◆ STORED ROWS

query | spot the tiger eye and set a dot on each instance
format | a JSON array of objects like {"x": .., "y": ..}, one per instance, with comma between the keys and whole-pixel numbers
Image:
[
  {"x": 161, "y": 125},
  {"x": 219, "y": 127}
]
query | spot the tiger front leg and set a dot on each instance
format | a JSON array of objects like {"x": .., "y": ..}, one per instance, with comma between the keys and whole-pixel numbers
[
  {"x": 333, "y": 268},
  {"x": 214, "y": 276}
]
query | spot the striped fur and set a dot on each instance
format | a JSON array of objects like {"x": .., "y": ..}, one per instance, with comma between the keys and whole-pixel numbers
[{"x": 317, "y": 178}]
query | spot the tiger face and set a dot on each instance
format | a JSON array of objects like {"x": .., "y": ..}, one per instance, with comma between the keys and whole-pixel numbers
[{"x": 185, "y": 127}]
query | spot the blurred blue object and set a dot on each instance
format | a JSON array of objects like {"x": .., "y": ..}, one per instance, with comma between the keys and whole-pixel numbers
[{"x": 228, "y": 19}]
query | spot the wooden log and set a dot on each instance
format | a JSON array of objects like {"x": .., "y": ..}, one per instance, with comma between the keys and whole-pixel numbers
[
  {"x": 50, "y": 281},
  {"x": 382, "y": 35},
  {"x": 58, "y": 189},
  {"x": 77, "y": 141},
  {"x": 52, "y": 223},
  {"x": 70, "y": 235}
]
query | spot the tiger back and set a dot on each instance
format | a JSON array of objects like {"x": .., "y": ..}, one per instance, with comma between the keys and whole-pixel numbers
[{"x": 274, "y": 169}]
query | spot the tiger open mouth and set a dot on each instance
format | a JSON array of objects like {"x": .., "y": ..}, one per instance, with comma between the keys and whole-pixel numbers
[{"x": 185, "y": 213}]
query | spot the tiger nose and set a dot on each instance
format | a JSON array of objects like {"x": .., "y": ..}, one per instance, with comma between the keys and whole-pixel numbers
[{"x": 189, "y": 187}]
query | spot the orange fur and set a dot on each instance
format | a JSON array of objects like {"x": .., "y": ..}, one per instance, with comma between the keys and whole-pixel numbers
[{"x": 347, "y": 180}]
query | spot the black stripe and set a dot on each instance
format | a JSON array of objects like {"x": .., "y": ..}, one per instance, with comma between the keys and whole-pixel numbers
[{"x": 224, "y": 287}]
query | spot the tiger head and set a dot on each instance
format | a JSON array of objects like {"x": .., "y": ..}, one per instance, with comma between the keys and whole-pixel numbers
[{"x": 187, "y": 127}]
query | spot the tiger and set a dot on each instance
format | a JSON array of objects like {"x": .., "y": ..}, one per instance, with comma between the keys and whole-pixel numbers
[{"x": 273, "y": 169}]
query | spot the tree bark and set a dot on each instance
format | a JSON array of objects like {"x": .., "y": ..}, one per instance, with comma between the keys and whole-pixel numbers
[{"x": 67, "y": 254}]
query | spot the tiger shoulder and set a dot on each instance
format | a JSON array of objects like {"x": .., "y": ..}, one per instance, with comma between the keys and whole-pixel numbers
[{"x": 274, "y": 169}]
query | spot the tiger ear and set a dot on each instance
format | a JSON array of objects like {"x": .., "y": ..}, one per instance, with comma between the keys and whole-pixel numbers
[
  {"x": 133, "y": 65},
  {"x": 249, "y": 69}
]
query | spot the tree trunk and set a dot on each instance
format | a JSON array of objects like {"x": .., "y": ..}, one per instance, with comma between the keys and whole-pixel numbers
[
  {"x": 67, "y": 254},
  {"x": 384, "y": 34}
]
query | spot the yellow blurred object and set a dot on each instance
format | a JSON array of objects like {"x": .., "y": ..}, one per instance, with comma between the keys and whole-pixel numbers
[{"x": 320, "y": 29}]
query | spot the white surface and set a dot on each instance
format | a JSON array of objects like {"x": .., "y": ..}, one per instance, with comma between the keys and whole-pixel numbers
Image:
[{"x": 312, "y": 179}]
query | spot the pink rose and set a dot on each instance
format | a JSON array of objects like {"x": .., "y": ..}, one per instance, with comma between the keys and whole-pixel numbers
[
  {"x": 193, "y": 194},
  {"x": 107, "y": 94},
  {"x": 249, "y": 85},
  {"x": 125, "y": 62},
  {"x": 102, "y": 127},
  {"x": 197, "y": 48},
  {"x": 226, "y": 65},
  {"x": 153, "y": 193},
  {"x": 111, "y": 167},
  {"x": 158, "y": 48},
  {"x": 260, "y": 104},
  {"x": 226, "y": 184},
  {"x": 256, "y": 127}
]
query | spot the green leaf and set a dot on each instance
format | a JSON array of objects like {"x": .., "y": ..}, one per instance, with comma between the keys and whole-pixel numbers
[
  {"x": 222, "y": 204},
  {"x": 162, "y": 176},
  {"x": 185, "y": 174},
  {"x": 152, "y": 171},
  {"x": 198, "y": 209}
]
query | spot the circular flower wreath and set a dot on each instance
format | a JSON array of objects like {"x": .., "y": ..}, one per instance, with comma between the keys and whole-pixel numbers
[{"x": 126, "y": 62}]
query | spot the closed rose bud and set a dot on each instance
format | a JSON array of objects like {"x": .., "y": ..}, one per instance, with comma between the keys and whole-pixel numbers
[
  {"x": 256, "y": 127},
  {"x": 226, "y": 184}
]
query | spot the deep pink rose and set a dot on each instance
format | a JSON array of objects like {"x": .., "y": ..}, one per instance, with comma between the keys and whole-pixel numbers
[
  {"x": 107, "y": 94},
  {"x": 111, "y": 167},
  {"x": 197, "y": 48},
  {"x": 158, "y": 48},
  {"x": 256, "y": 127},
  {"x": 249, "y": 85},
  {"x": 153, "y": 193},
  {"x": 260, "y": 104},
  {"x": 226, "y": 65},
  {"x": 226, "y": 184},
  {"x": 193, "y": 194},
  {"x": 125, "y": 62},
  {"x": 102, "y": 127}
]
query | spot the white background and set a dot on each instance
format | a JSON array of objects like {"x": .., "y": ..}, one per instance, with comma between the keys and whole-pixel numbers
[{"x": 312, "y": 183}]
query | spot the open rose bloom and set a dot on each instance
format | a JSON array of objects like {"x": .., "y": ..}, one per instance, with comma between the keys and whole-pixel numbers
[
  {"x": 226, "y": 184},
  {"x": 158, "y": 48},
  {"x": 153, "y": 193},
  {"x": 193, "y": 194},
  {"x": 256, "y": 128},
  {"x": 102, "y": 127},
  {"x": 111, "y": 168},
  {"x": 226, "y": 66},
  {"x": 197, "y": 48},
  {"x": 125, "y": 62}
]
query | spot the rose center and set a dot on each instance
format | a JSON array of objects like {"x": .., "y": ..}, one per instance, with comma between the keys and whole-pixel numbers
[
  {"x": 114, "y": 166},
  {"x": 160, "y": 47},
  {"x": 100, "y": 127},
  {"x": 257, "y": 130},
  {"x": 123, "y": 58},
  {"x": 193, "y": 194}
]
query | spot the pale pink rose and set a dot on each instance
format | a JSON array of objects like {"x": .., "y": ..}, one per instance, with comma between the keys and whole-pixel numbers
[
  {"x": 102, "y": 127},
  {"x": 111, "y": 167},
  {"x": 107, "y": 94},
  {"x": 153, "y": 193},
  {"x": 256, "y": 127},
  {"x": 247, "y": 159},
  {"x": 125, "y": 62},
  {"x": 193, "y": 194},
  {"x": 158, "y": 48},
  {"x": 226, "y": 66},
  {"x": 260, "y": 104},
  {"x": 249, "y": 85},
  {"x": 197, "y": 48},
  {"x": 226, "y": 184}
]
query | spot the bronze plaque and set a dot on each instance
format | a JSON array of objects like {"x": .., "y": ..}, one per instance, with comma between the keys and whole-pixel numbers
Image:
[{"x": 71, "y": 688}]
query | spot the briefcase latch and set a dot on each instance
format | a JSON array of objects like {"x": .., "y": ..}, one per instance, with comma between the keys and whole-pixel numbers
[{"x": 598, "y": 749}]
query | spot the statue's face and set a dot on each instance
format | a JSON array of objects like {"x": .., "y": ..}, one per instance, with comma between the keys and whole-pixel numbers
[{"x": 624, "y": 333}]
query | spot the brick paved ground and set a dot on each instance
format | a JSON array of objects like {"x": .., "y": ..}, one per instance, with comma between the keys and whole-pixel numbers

◆ EXERCISE TASK
Copy out exactly the lines running from the line with "query | spot the briefcase" to the end of the records, inclusive.

◆ RESULT FOR THIS EXERCISE
query | spot the briefcase latch and set a dot on each instance
format | a JSON array of objects like {"x": .., "y": ..}, one per instance, with comma between the keys and whole-pixel numbers
[{"x": 598, "y": 749}]
query | spot the statue's face and set a dot on each instance
format | a JSON array of objects like {"x": .., "y": ..}, one per instance, with comma between the keys and whole-pixel numbers
[{"x": 624, "y": 333}]
query | spot the brick paved ground and set a dot on each instance
format | a JSON array of objects like {"x": .., "y": ..}, one per instance, with comma between the keys and whole-pixel numbers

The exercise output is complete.